**Rincian Soal**
Tolong sebutkan semua keterangan yang tercantum setelah nama Rudini Syahputra dalam tulisan tentang kekerasan seksual di Kota Tangerang di bawah.

Jumat, 22 November 2024

Pekerjaan Rumah Pasca Tragedi Kekerasan Seksual Di Kota Tangerang

Rudini Syahputra, S.Kom, Pegiat Perlindungan Anak dan Ketua Lembaga Perlindungan Anak Indonesia (LPAI) Kota Tangerang(@TangerangNews / Redaksi )

Oleh: Rudini Syahputra, S.Kom, Pegiat Perlindungan Anak dan Ketua Lembaga Perlindungan Anak Indonesia (LPAI) Kota Tangerang

 

TANGERANGNEWS.com- Saya percaya bahwa seluruh warga Kota Tangerang akhir-akhir ini merasakan berbagai kegeraman serta perasaan marah bercampur miris akibat kejadian di Kota Tangerang yang akhir-akhir ini sangat menyita perhatian bahkan sampai di tingkat nasional. Bagaimana tidak, 3 orang predator manusia yang bertopeng agama sukses menjajah hak asasi manusia puluhan anak dan dewasa, serta mengarah kepada membudayakan kegiatan abnormal di Indonesia; aktivitas seksual yang menyimpang.

**Isi Materi**
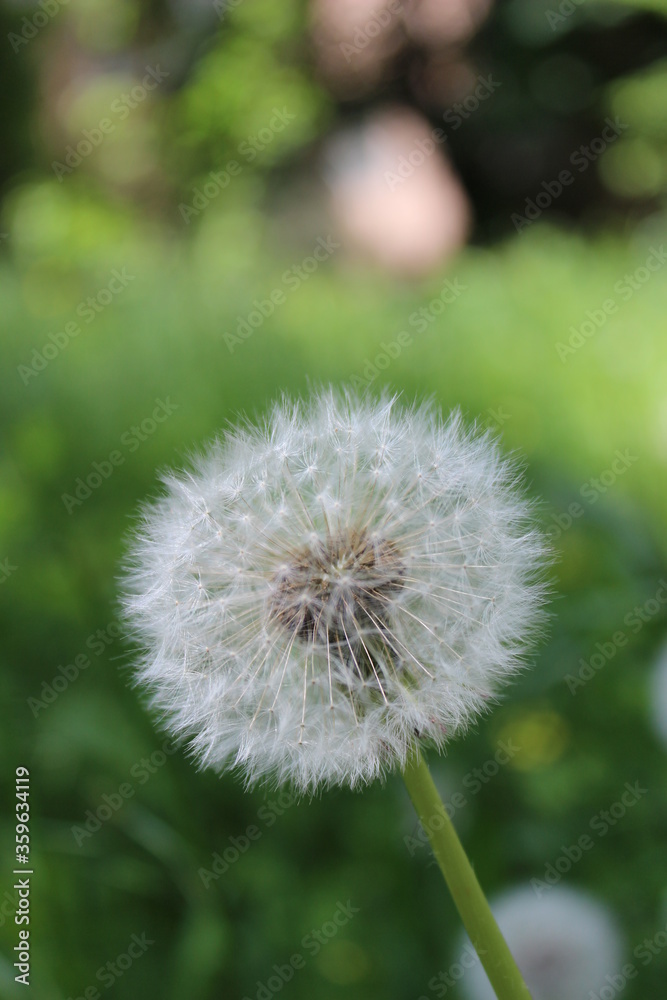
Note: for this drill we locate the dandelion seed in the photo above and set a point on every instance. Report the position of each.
(566, 944)
(321, 588)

**Jawaban Lengkap**
- S.Kom
- Pegiat Perlindungan Anak
- Ketua Lembaga Perlindungan Anak Indonesia (LPAI) Kota Tangerang